**TASK**. Quote the listing below in full and exactly as written, but omit every picture.

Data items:

━━━

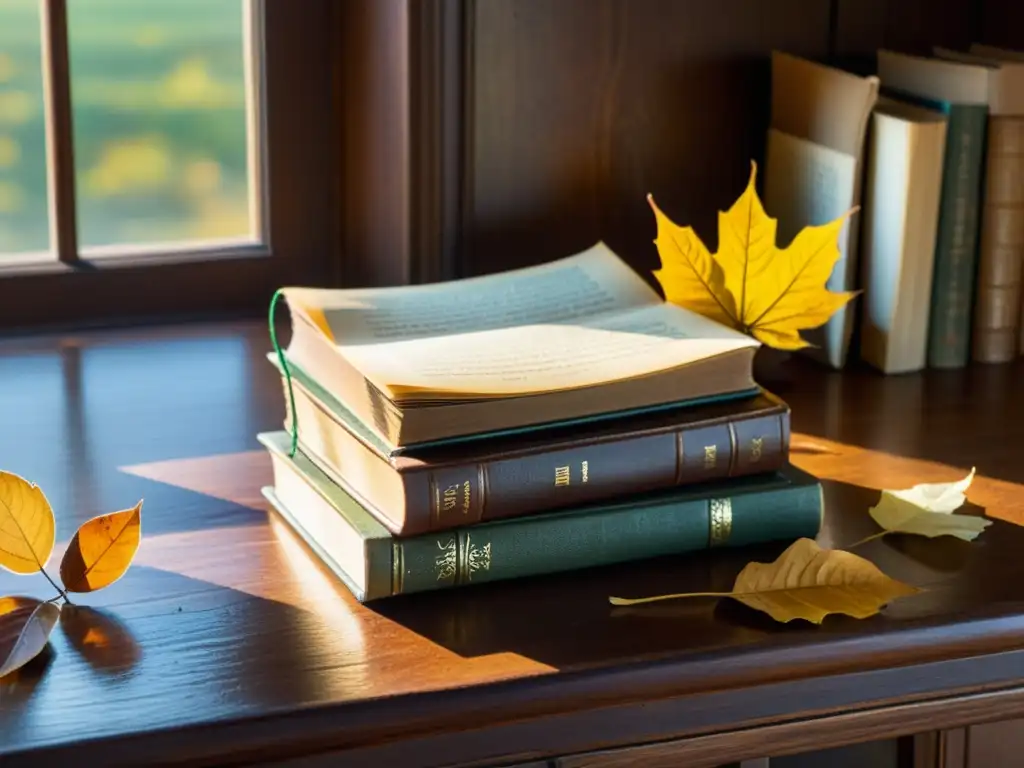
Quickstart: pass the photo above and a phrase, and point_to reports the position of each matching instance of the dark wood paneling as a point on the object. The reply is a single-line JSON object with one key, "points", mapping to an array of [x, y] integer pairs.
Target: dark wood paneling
{"points": [[1003, 23], [581, 108], [400, 97]]}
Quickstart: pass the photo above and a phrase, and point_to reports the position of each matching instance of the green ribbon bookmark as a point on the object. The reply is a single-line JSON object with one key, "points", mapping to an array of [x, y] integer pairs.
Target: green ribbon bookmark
{"points": [[288, 372]]}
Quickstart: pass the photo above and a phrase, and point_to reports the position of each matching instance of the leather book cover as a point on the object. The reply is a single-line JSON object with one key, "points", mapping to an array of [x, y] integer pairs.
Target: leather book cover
{"points": [[448, 486], [375, 563]]}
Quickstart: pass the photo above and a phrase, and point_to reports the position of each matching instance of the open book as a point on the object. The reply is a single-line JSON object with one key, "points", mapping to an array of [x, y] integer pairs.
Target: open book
{"points": [[579, 338]]}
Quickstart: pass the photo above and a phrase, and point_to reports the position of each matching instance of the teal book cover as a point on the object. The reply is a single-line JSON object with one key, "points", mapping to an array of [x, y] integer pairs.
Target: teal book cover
{"points": [[375, 563]]}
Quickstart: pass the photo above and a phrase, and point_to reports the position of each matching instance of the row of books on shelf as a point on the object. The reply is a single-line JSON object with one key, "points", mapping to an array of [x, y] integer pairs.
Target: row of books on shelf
{"points": [[547, 419], [932, 150]]}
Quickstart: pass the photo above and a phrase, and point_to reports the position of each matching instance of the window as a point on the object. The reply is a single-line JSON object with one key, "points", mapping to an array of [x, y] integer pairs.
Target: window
{"points": [[172, 156]]}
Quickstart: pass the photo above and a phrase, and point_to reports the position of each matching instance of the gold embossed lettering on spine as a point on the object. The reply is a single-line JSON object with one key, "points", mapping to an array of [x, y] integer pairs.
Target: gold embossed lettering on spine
{"points": [[459, 557], [721, 522]]}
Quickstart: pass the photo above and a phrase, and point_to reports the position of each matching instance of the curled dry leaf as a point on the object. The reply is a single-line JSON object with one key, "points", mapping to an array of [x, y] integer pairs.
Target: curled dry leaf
{"points": [[750, 284], [27, 525], [26, 625], [928, 509], [101, 550], [807, 582]]}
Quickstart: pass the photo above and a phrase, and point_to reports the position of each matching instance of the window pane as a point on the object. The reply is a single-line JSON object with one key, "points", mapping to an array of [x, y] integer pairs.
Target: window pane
{"points": [[24, 221], [159, 108]]}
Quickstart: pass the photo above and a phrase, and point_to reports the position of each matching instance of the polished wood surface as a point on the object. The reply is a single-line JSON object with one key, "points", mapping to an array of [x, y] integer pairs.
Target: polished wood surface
{"points": [[226, 640]]}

━━━

**RIGHT ANSWER**.
Quickstart: pass the photo above and a phrase, and point_to reports the position of each matching instance of the dark wood paneling as a point on the object. The reply is a single-line JSON object with one key, "points", mapping to an array of [x, y] integer pairs.
Target: dark wood paneling
{"points": [[1003, 23], [581, 108], [400, 97]]}
Quickstart: pass the photo above and a phrase, and point_to reports the position of each matching instance of the green ribbon bookmark as a point on the object. The reply is a single-line JSON object with one key, "points", mapping to an array of [x, y] integer pairs.
Target: green ribbon bookmark
{"points": [[288, 372]]}
Quickstart: pass the photo above and a phrase, and point_to reports the position of each matching instance of the leather book cover as a point on the object. The reply is a single-line JSON object with one key, "points", mapping to an array of [x, y] integer pairs.
Target: leather book cover
{"points": [[448, 486], [375, 563]]}
Quickstart: pass the photo above and a phrase, and point_to reports the position of each matching instance of the open book as a point on the object. The reply is a single-line JSON object with one key, "points", mapping to an array of [x, y] integer pairs.
Target: open book
{"points": [[579, 338]]}
Quickstart: pass the photo above and a phrase, and point_to reports the position of each matching instance of the teal book cover as a point on the object. The reply is a single-line JSON object with one key, "points", mapping to an array of [x, y] integer pairs.
Target: teal book cover
{"points": [[375, 563]]}
Quickstart: pass the photo above and a phrase, and point_to reports the position of each matching instance of the row of books on shelf as a point on the object. The reply is a single-line JSON object with one key, "points", mapping to an array of [x, y] integer pairs.
Target: row of books on shelf
{"points": [[547, 419], [932, 150]]}
Quickstart: pass the photo above and a phrase, and point_to reports the position of each matching instance of the window as a point on the object. The reply is a single-line JSON object with one key, "points", mapping to an array of [x, y] integer pairs.
Target: window
{"points": [[172, 156]]}
Quickstart: pass the photo above and a phrase, and point_to reports the position of each matching instance of the gold embossed lettering on spine as a point on the object. The reply is a single-line JSON object with one key, "points", mapping to an array of [x, y] integer pairs.
Target: gold embossed lettering on spine
{"points": [[459, 557], [721, 522]]}
Quickstart: pass the photo above and a phrase, and point_to reports the position of each matching instance of the curled dry leaf as a point on the object. The reply is a single-line JSON object with one key, "points", mapping to an array of [x, y] integer pairs.
Target: curled dry leaf
{"points": [[750, 284], [27, 525], [26, 625], [928, 509], [101, 550], [807, 582]]}
Quickstart: pass the photo above and a phrase, and point_to reports the position of each matching instance of the window pane as a point on the object. The reply is a single-line JSON object with one key, "points", mapping to an array of [x, y] integer pairs.
Target: window pane
{"points": [[24, 221], [159, 108]]}
Quickstart: pass the photo above and a phrase, and point_to reports the position of each matching instance of the polished wood surface as a point on the object. The reply is a single-line JSON object with one key, "points", mapping to an array of [x, y] integer pairs.
Target: polished wood surface
{"points": [[226, 640]]}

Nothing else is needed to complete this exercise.